> Direction
Reproduce every row below verbatim, keeping each line, number, and tab in its original order.

> Records
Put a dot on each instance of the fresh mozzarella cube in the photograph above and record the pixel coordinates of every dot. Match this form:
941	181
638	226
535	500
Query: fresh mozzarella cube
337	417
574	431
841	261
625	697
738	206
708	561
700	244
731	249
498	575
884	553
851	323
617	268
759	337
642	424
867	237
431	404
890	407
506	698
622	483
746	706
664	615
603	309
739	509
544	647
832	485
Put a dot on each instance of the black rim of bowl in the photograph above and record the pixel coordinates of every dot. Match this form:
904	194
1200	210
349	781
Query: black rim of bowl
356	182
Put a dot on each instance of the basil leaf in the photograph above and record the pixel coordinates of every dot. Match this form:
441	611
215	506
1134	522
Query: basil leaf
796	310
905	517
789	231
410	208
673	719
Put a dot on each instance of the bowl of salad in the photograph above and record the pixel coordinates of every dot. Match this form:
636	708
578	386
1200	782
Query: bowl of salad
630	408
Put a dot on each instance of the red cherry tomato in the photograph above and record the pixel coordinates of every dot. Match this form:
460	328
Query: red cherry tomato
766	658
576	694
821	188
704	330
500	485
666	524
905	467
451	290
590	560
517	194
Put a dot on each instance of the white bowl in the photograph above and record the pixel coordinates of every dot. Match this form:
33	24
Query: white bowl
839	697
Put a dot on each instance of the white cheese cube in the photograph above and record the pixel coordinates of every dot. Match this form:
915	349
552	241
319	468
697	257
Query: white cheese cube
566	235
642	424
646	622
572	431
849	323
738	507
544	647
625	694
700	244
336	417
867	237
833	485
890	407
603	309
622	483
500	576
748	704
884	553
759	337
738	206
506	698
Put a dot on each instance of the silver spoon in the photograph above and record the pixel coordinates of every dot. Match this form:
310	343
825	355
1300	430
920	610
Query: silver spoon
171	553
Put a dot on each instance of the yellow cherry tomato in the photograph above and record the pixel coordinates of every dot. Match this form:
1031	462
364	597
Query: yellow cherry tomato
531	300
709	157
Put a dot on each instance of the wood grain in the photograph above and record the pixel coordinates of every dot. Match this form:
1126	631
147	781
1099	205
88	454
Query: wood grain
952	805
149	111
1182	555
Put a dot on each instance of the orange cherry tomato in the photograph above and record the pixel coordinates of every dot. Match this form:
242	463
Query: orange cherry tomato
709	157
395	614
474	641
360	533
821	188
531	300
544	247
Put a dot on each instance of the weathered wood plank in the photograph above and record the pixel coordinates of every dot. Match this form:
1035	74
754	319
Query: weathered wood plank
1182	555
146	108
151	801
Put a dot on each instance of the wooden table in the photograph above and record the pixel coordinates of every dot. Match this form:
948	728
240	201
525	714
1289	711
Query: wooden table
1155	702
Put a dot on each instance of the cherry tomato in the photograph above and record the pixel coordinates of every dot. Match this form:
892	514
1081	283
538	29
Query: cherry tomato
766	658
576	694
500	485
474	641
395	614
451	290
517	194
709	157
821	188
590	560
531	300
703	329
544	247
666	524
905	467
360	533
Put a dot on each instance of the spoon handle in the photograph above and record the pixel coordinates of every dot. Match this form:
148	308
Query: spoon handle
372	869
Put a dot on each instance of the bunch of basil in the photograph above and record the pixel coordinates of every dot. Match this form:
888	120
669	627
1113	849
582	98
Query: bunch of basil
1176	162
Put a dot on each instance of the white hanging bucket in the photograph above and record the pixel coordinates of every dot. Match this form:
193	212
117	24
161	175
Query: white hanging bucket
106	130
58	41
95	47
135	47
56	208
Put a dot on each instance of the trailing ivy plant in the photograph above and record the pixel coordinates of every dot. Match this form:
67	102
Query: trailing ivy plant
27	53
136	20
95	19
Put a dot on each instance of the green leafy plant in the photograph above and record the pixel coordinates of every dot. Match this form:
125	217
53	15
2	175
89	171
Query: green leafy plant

> Correct answer
Put a dot on each instance of the fresh mozzarella cube in the photograph above and record the pixel coordinates of every dot. Match this form:
941	181
638	226
535	500
Query: fresh mozzarella cube
337	417
574	431
841	261
625	697
738	206
708	561
700	244
731	249
498	575
884	553
851	323
617	268
759	337
642	424
867	237
431	404
890	407
506	698
622	483
746	706
664	615
603	309
739	509
544	647
832	485
Put a dot on each instance of the black rim of bowl in the photograph above and record the pixel coordinates of every dot. Match this form:
904	194
1200	210
349	781
Query: black rim of bowl
356	182
Put a dot on each instance of the basil leaf in the photograph above and record the pixel coordinates of every dot. Match this form:
441	611
215	506
1134	522
Query: basil leaf
796	310
905	517
789	231
410	208
673	719
Put a dot on each instance of the bowl of salad in the photograph above and record the pixel coordinates of every dot. Match this form:
636	708
578	386
1200	782
Query: bowl of salad
630	408
Put a dot on each instance of the red cherry tomato in the photograph above and record the pixel coordinates of every dot. Match this form:
460	328
Query: red cherry tomato
766	658
576	694
821	188
704	330
500	485
666	524
905	467
451	290
590	560
517	194
Put a dot on each instance of the white bowl in the photograph above and record the pixel coordinates of every dot. Match this form:
33	24
Query: white bowl
839	697
Put a dot on each instance of the white cheese cube in the photograph above and record the pixel coordinates of every dot. Match this form:
915	349
552	241
319	468
697	257
Query: white cheese cube
566	235
642	424
646	622
572	431
849	323
738	507
544	647
625	694
700	244
336	417
867	237
833	485
890	407
603	309
622	483
500	576
748	704
884	553
759	337
738	206
506	698
Put a dot on each instance of the silver spoon in the photograph above and record the pixel coordinates of every dot. Match this form:
310	343
825	355
1300	430
920	610
Query: silver spoon
171	553
Put a dot on each instance of the yellow cherry tomato in the photograph above and record the pixel coordinates of every dot. Match this form:
1031	462
364	597
Query: yellow cherry tomato
531	300
709	157
Put a dot on each instance of the wood grain in the photograph above and record the pixel coordinates of every dot. Match this form:
1126	631
147	781
1099	205
88	454
Query: wood grain
952	805
149	111
1182	555
Put a dot on each instance of the orange cherry tomato in the photograph above and record the pixel coordinates of every dot. Match this form:
242	463
Query: orange cherry tomato
709	157
395	614
474	641
360	533
821	188
531	300
544	247
Put a dot on each instance of the weathered wood plank in the photograph above and record the pixel coordinates of every dot. Match this form:
1035	74
754	319
Query: weathered wood plank
1182	555
146	108
151	801
Put a dot on each instance of the wooden table in the photograph above and record the pixel coordinates of every dot. Match this form:
948	728
240	201
525	714
1289	711
Query: wooden table
1155	702
Put a dot on each instance of the cherry tomato in the photograph above and record the pixel coordinates of every dot. Match this form:
892	514
1081	283
538	29
Query: cherry tomato
766	658
576	694
500	485
474	641
395	614
451	290
517	194
709	157
821	188
590	560
531	300
703	329
544	247
666	524
905	467
360	533
Put a dot on each instance of the spoon handle in the photograph above and record the pixel coordinates of every dot. Match this form:
148	308
Query: spoon handle
372	869
Put a dot on each instance of the bunch of basil in the photograph above and record the pixel coordinates of every dot. Match this form:
888	120
669	627
1113	849
582	98
Query: bunch of basil
1176	162
Put a dot on each instance of the white hanging bucket in the photograph above and record the pixel coordinates of every dot. Match this form:
193	212
117	24
161	175
Query: white hanging bucket
106	130
58	41
95	47
135	47
56	208
Put a dot on each instance of the trailing ivy plant in the photograph above and record the pixel coordinates of every dot. Match this form:
67	102
Query: trailing ivy plant
27	53
136	20
95	19
Put a dot on each instance of the green leafy plant in the photograph above and record the pixel coordinates of every dot. Match this form:
125	217
53	15
2	175
89	171
Query: green leafy plant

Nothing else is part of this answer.